BRIEF = Count how many rows below contain the word "instance", treating uppercase and lowercase letters as different. Give only the number.

INPUT RECORDS =
▼▼▼

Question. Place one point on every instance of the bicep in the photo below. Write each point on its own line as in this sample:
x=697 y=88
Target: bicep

▲▲▲
▼▼▼

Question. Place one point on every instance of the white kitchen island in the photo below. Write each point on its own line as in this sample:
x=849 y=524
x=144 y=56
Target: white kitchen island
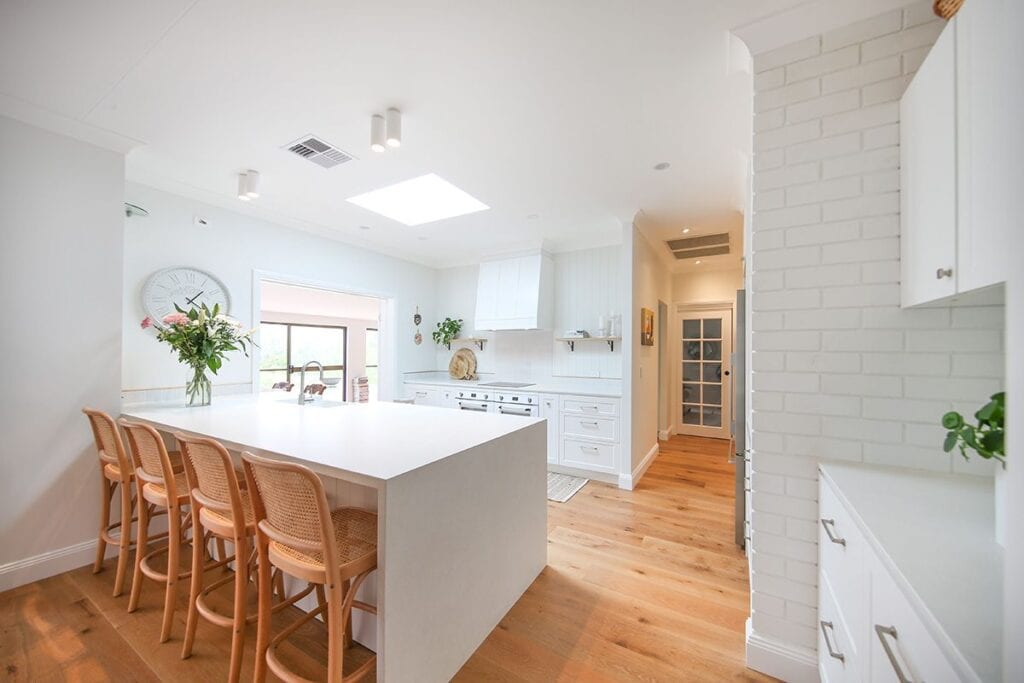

▲▲▲
▼▼▼

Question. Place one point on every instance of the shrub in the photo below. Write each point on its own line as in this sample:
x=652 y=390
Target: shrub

▲▲▲

SOLVED PROBLEM = 3